To do
Every line with the string "fish" must be copied from the entries below.

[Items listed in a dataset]
-- Opening Marker --

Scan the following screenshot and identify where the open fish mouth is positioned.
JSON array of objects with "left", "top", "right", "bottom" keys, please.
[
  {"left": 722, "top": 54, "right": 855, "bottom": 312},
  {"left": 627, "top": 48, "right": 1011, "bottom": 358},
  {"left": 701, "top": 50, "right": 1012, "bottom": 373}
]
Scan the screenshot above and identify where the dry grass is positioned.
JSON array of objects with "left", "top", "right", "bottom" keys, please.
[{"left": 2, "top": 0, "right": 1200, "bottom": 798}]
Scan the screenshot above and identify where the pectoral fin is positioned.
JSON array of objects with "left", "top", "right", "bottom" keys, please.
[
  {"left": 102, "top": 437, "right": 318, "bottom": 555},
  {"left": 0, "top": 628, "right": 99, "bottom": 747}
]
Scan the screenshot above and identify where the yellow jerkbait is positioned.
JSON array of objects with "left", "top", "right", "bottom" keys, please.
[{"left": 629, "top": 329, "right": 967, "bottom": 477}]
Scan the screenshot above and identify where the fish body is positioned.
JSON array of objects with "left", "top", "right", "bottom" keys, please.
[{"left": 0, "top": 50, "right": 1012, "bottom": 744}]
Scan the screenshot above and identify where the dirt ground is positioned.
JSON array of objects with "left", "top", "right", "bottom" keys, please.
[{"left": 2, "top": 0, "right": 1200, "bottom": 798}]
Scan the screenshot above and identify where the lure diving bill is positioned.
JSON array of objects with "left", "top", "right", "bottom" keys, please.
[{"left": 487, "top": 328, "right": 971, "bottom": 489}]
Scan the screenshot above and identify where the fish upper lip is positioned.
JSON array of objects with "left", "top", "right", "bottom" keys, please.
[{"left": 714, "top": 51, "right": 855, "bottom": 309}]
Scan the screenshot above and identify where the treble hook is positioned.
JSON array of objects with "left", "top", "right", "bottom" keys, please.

-- Closing Marker --

Response to this task
Scan the following screenshot and identify where the open fish mouth is positioned.
Scan the screenshot above and identify where the fish body is positioned.
Scan the screenshot above and identify where the fish upper lip is positioned.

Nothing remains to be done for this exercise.